Problem to work on: Please return the listing exactly as written, but without its pictures.

Supplied information:
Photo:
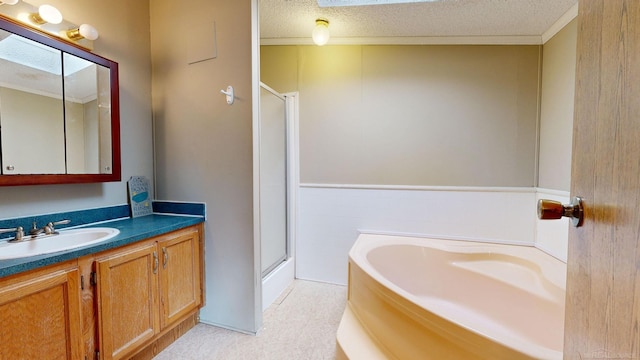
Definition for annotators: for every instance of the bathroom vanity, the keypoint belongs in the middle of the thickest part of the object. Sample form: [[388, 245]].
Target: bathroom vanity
[[128, 297]]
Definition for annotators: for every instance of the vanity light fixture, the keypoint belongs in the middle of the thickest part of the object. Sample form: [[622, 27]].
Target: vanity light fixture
[[84, 31], [46, 14], [321, 33]]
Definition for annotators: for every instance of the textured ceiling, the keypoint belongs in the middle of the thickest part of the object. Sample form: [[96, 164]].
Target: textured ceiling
[[293, 20]]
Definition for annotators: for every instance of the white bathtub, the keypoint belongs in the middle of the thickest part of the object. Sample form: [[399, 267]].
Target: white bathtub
[[421, 298]]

Output below:
Photo:
Definition for annotators: for every instance of the bathroom vanity, the keypoint belongs in the middle of the thickest part of the object. Sample form: [[388, 245]].
Target: bathroom vanity
[[128, 297]]
Definition for annotators: for every instance of the vanity light fixture, the keypoint belongs in the middle of the thickest part of the object. Sample form: [[622, 27]].
Target: vanity light fixture
[[84, 31], [46, 14], [321, 33]]
Definition for annotators: for every instance of the textured ceiling, the keypoint belongs in the middle of the thickest part of the object. Sample form: [[96, 164]].
Target: textured ceiling
[[293, 20]]
Definition for annotators: for every instance of the white bathtub, the keypoint belongs in the middle of the thickest part of the object. Sample form: [[399, 267]].
Target: white bathtub
[[421, 298]]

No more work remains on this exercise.